* [AIM OF THE TASK]:
In the records below, locate the line containing "orange cloud, dropping a point on every instance.", then extract it and all following lines exactly, ending with the last line.

Point localization data:
▼▼▼
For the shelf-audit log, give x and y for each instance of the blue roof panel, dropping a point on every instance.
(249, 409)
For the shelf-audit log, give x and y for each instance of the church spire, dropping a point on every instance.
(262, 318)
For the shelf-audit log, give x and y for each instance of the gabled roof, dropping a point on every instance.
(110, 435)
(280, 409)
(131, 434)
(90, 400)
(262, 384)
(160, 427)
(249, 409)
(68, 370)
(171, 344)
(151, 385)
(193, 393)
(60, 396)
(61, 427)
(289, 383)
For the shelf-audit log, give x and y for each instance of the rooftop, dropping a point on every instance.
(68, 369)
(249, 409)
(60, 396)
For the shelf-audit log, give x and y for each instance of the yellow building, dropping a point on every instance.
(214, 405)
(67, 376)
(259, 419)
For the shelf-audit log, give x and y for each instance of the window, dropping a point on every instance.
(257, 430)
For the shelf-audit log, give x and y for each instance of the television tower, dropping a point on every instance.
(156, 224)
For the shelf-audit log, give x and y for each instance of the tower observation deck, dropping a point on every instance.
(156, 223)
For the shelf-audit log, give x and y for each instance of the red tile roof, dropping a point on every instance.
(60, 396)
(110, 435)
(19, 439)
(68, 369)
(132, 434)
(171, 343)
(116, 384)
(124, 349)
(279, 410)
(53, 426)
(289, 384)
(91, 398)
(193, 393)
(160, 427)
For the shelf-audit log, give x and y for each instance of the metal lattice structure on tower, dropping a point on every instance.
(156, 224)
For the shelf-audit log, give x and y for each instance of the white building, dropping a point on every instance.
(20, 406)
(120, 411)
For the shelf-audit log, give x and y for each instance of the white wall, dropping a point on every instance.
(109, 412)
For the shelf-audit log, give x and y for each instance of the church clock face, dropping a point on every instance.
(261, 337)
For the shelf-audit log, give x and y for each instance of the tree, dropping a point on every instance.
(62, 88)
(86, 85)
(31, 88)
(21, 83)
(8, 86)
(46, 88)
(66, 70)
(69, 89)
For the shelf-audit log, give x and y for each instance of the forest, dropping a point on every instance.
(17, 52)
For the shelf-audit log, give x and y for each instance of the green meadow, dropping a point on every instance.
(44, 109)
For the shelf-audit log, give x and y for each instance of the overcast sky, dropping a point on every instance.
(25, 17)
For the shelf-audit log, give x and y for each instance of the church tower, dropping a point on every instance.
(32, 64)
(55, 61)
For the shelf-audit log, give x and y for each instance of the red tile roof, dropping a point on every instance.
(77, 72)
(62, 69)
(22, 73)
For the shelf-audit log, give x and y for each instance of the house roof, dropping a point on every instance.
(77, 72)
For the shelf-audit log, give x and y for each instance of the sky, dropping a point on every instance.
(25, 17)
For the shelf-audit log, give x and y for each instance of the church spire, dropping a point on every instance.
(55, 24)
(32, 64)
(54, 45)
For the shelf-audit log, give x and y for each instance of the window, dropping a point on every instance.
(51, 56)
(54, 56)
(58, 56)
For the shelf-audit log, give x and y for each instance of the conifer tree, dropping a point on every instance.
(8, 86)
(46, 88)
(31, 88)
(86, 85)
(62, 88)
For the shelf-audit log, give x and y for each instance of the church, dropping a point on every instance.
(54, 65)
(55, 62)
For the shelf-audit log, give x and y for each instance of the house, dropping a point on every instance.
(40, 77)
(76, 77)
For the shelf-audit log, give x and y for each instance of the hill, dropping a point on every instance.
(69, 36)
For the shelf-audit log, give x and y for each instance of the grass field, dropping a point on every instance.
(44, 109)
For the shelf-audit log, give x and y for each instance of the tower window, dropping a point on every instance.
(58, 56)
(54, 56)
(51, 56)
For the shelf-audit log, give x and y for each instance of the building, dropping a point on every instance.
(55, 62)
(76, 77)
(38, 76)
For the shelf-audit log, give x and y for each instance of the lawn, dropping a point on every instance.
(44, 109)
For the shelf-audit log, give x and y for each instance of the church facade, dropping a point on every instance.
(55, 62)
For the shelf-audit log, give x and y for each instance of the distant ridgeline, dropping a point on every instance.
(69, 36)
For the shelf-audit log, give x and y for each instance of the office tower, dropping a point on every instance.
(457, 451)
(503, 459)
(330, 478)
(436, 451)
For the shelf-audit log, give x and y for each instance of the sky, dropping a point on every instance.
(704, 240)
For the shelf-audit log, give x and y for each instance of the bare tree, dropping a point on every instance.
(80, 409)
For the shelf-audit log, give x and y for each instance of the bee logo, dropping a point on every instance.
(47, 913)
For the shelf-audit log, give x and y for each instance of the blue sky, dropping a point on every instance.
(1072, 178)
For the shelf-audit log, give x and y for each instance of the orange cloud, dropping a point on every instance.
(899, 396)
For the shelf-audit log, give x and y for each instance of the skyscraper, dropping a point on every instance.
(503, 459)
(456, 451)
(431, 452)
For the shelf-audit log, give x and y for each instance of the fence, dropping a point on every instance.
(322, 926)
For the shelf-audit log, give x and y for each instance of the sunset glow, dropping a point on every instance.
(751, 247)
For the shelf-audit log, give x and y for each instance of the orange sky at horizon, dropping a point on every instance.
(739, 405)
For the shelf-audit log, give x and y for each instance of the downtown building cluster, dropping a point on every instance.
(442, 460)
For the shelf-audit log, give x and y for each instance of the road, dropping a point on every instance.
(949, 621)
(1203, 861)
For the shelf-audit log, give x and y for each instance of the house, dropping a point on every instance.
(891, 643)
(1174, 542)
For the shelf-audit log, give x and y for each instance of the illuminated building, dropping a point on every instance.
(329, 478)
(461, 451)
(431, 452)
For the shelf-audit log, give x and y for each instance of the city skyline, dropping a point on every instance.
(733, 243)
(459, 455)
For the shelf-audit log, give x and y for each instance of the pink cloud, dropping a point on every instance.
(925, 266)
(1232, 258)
▲▲▲
* [TASK ANSWER]:
For the shelf-audit log, give x and y for each instance of the orange cloud, dropping a point on every instance.
(899, 396)
For the shelf-audit log, give x and y for each instance of the skyscraper, dropping a point on every instance.
(503, 459)
(456, 451)
(431, 452)
For the shelf-audit log, give x and y for each instance of the fence, dropping a point on every instance.
(322, 926)
For the shelf-audit log, give x and y for each instance of the sunset glow, dropping a point on every instance.
(751, 247)
For the shelf-audit log, give x and y for each instance of the orange sky at horizon, dropping a point on every instance.
(739, 405)
For the shelf-audit log, give x and y for each instance of the downtown building cluster, dropping a point on every instance.
(442, 460)
For the shelf-audit log, give x and y for each instance of the road, dropping a point on every instance.
(949, 621)
(1203, 861)
For the shelf-audit log, give x and y for each instance of the house, dropping a point on every instance.
(891, 643)
(1174, 542)
For the shelf-audit log, give x and y for each instance of the illuminated building, dropping a point on every instance.
(329, 478)
(461, 451)
(431, 452)
For the shelf-audit log, give x and y for each instance of the city skyline, dropping a point on every instance.
(733, 243)
(459, 455)
For the shelf-audit log, give x and y for each instance of the pink cloud, dropping a point on every instance.
(925, 266)
(1232, 258)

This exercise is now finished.